Hall, who joined the U.S. Army reserves at the advice of administrators as his college, was drafted to fight in World War II when he was 20 years old. He was quickly chosen as one of the elite Tuskegee Airmen for the Army Air Corps and fought in Europe.

The Tuskegee Airmen are part of a pivotal point in history. These very special men were the first African-American military aviators in the U.S. At that time, the U.S. military was racially segregated, and the Tuskegee Airmen were no exception, but they were still overseen by white officers.

Training was rigorous, and only the best were chosen. But Hall found flying came naturally to him. Landing was a bit tough, but the taking off that many had a hard time with, he did with ease.

“Flying came easy for me,” the 88-year-old Maitland resident said. “It felt good.”

This month, Hall will share his experiences at the Holocaust Memorial Resource and Education Center’s new exhibit, “The Civil Rights Struggle, African American GIs, and Germany.” The exhibit details the huge part African-Americans played in ending WWII, which hasn’t gotten much attention. Even then, their sacrifices were ignored.

To mark the opening of the Holocaust Memorial Resource and Education Center’s new exhibit, “The Civil Rights Struggle, African American Gis, and Germany,” the Center will have a reception Sept. 23 at 2 p.m. and will feature two local Tuskegee Airmen, including Richard Hall Jr. The exhibit will have speakers and events through its term at the Center, visit holocaustedu.org or call 407-628-0555 for more information.

SUPPLIED MATERIAL
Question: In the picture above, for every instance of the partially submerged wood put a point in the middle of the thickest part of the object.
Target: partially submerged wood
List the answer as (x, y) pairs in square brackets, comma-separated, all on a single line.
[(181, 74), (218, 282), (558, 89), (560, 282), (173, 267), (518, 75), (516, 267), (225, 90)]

OBJECTIVES
a) In the Tuskegee Airmen article, reproduce the passage from "This month, Hall" up to and including "sacrifices were ignored." word for word.
b) Translate this sentence from the Tuskegee Airmen article into Spanish: "Training was rigorous, and only the best were chosen."
c) Write what comes next in the Tuskegee Airmen article, picking up after its final sentence.

ANSWERS GIVEN
a)
This month, Hall will share his experiences at the Holocaust Memorial Resource and Education Center’s new exhibit, “The Civil Rights Struggle, African American GIs, and Germany.” The exhibit details the huge part African-Americans played in ending WWII, which hasn’t gotten much attention. Even then, their sacrifices were ignored.

b) El entrenamiento era riguroso, y solo se elegía a los mejores.

c)
“African-Americans have been full citizens of the United States for a century and a half, have had the same responsibilities and the same obligations, but without the same recognition and the same power,” said Susan Mitchell, the director of special projects for the Center. “For many years (the Tuskegee Airmen) were almost a forgotten part of history.”

Until recently, when a 2012 film called “Red Tails” told the story of these pioneering men to a whole new generation, she said.

For many reasons, this display fits perfectly into the mission of the museum — being on the side of justice and never turning a blind eye to prejudice.

“There are parallels in history, that the kinds of dynamics that led to the Holocaust were also dynamics that led to — in a different extent and a different time — Jim Crow laws,” Mitchell said. “It’s a distrust of people that you don’t know and you don’t understand, it’s the cultural biases that we grow up with that we don’t even think about.”

For the African-Americans who fought in WWII, what they experienced changed their whole world. For the first time, whites and blacks were working — fighting for their lives — side by side. African-Americans gained valued skills in the military, including the courage and confidence to take their war experience and use it as motivation back home.

“They were faced with the irony of it all — they sacrificed their time, energy, body parts and often lives to fight racism in Germany, and then they came back and it was still the 1940s and the 1950s, where segregation was very evident, very obvious, very legal and very deadly,” Mitchell said.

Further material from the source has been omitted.